Document text →
— Start —
In April 2009, the FASB issued FASB Staff Position No. FAS 157-4, “Determining Fair Value When the Volume and Level of Activity for the Asset or Liability Have Significantly Decreased and Identifying Transactions That Are Not Orderly” (“FSP 157-4”). FSP 157-4 provides additional guidance on estimating fair value when the volume and level of activity for an asset or liability have significantly decreased in relation to normal activity for the asset or liability. FSP 157-4 also provides additional guidance on circumstances that may indicate that a transaction is not orderly. FSP 157-4 is effective for interim and annual periods ending after June 15, 2009. We adopted FSP-157-4 on June 30, 2009 and the adoption did not have a material impact on our consolidated financial statements.
In December 2007, the FASB issued SFAS No. 141 (revised 2007), “Business Combinations” (“SFAS 141(R)”), which replaces SFAS No. 141“Business Combinations” (“SFAS 141.”) SFAS 141(R) establishes principles and requirements for how an acquirer recognizes and measures in its financial statements the identifiable assets acquired, the liabilities assumed, any non-controlling interest in the acquiree and the goodwill acquired. The Statement also establishes disclosure requirements that will enable users to evaluate the nature and financial effects of the business combination. SFAS 141(R) is effective for acquisitions that occur in an entity’s fiscal year that begins after December 15, 2008. Effective January 1, 2009, we adopted SFAS 141(R). However, since we did not consummate any business combinations during the six months ended June 30, 2009, the adoption did not affect our consolidated financial statements.
— End —
Information shown →
— Start —
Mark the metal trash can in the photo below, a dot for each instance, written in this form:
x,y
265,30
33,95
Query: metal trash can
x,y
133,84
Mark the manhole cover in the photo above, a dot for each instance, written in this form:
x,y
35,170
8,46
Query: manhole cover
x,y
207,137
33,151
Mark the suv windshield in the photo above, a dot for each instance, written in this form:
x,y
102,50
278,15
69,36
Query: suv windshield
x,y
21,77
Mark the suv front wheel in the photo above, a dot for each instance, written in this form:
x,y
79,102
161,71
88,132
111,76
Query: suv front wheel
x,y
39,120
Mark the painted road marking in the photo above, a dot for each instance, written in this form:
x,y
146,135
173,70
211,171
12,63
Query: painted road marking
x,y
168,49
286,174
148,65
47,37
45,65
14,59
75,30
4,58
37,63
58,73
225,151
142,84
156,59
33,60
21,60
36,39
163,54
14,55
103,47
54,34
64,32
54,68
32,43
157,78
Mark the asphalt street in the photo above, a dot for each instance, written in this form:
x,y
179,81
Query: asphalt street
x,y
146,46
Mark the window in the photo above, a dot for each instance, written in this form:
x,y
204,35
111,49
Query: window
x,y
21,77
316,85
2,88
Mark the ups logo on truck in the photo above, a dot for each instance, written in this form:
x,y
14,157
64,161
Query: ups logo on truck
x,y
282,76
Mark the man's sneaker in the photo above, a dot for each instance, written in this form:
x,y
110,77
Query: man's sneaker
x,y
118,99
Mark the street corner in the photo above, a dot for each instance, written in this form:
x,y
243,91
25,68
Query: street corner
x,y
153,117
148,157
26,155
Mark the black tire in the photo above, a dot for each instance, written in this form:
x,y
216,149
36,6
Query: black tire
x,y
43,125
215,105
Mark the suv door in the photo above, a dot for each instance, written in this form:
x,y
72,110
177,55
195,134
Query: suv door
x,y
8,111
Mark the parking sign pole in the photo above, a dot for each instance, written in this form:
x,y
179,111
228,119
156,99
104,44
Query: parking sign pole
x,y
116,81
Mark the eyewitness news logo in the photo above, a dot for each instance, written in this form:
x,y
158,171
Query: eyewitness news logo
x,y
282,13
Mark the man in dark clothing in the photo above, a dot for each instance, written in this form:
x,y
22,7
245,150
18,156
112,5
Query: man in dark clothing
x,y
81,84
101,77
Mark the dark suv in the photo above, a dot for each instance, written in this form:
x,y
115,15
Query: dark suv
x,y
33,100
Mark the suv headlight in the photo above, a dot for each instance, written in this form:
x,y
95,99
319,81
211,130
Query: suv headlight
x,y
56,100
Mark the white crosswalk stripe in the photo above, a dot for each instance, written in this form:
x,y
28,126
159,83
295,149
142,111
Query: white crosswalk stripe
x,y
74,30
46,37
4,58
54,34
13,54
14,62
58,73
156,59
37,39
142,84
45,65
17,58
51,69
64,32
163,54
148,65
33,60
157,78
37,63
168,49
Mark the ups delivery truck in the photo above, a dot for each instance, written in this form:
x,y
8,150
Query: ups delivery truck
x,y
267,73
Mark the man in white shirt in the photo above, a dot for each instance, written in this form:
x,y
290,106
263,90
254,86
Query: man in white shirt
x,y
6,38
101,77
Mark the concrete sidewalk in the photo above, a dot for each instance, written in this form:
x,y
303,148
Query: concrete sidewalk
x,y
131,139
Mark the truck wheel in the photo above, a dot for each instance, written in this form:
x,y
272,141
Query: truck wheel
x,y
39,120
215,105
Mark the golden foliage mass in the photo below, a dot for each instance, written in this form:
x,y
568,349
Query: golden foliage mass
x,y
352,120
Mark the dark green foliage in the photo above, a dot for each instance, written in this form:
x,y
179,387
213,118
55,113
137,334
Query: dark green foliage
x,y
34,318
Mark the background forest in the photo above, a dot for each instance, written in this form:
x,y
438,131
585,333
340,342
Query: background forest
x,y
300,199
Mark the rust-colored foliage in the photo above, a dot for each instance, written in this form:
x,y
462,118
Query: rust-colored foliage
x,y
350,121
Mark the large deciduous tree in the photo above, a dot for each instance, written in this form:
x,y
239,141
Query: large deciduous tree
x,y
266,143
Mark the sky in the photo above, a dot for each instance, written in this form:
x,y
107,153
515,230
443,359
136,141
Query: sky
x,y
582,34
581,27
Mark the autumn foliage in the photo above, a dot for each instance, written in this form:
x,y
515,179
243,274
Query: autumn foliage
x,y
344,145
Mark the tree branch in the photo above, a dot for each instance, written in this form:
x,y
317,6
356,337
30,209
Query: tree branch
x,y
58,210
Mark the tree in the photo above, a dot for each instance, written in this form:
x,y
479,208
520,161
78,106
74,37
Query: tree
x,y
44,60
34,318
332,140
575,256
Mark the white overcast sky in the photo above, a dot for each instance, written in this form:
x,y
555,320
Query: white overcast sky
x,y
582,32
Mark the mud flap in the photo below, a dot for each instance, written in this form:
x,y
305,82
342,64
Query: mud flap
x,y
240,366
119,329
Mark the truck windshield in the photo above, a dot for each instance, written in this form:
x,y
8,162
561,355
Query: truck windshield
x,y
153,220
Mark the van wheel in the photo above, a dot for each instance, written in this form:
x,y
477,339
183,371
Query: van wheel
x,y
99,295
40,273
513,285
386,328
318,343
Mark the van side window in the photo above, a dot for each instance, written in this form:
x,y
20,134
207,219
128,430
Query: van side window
— End —
Work to do →
A) Answer these from the accounting standards text:
(i) In what month and year did the FASB issue FSP 157-4?
(ii) On what date was FSP 157-4 adopted?
(iii) Which statement does SFAS 141(R) replace?
B) Count the lines of the entries that contain the word "clothing", and give only the number.
The accounting standards text has no connection to the entries.

Solutions →
A)
(i) April 2009
(ii) June 30, 2009
(iii) SFAS No. 141, "Business Combinations" (SFAS 141)

B) 2